◆ Required task
Convert the lines below into a JSON list of strings, with one string per line and blank lines omitted.

◆ Data to process

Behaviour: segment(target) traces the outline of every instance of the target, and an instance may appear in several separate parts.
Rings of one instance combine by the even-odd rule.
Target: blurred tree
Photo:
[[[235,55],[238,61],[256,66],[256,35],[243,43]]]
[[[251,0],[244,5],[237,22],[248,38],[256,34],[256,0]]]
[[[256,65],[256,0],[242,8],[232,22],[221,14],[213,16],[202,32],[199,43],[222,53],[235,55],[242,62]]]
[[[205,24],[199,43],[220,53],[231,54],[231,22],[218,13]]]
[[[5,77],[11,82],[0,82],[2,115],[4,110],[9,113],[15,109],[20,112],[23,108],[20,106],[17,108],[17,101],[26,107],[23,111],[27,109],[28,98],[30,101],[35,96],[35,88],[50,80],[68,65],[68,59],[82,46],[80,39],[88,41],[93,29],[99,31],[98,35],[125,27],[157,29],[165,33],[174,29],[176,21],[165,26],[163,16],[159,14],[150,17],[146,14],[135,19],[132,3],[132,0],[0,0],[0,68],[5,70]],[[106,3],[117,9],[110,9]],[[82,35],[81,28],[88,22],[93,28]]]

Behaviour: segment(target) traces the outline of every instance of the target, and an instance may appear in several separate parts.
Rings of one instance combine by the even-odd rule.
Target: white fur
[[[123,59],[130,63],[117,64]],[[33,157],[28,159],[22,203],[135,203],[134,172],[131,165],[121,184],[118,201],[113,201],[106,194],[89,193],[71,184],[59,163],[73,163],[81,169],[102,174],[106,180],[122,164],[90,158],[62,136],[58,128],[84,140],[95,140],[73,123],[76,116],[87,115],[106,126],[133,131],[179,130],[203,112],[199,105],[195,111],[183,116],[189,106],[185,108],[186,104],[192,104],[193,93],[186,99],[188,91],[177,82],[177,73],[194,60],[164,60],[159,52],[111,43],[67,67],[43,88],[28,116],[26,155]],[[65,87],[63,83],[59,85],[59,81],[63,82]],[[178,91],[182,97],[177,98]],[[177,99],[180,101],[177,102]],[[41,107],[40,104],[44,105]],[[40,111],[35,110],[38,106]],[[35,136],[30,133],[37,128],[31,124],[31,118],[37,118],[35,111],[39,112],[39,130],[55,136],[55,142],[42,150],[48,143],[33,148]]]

◆ Completed exercise
[
  "Behaviour: segment(target) traces the outline of every instance of the target, and an instance may appear in several separate parts.",
  "Rings of one instance combine by the even-odd rule.",
  "Target: blurred tree",
  "Photo:",
  "[[[235,55],[238,61],[256,66],[256,35],[243,43]]]",
  "[[[251,0],[244,5],[237,22],[248,38],[256,34],[256,0]]]",
  "[[[256,65],[256,0],[242,8],[232,22],[221,14],[213,16],[202,32],[199,43],[222,53],[235,55],[242,62]]]",
  "[[[205,24],[199,43],[220,53],[231,54],[231,22],[218,13]]]",
  "[[[5,77],[11,82],[0,82],[2,115],[4,110],[9,113],[15,109],[20,112],[23,108],[20,106],[17,108],[17,101],[26,107],[23,111],[27,109],[28,98],[30,101],[35,96],[35,88],[50,80],[68,65],[68,59],[82,46],[80,39],[88,41],[93,29],[99,31],[98,35],[125,27],[157,29],[165,33],[174,29],[176,21],[165,26],[163,16],[159,14],[150,17],[146,14],[135,19],[132,3],[132,0],[0,0],[0,68],[5,70]],[[106,3],[117,9],[110,9]],[[82,35],[81,28],[88,22],[93,28]]]",
  "Behaviour: segment(target) traces the outline of every instance of the target, and an instance may appear in several separate parts.",
  "Rings of one instance combine by the even-odd rule.",
  "Target: white fur",
  "[[[123,59],[130,63],[117,64]],[[33,157],[28,159],[22,203],[135,203],[134,172],[131,165],[121,184],[118,201],[113,201],[106,194],[89,193],[71,184],[59,163],[73,163],[81,169],[102,174],[106,180],[122,164],[90,158],[62,136],[58,128],[84,140],[95,140],[73,123],[76,116],[87,115],[106,126],[133,131],[179,130],[203,112],[199,105],[195,111],[183,116],[189,106],[185,108],[186,104],[192,104],[193,93],[186,99],[188,91],[177,82],[177,73],[194,60],[164,60],[159,52],[111,43],[67,67],[43,88],[28,116],[26,155]],[[65,87],[63,83],[59,85],[59,81],[63,82]],[[178,91],[182,97],[177,98]],[[177,99],[180,101],[177,102]],[[41,107],[40,104],[44,105]],[[40,111],[35,110],[38,106]],[[35,136],[30,133],[37,128],[31,124],[31,118],[37,118],[35,111],[39,112],[39,130],[55,136],[55,142],[42,150],[48,143],[33,148]]]"
]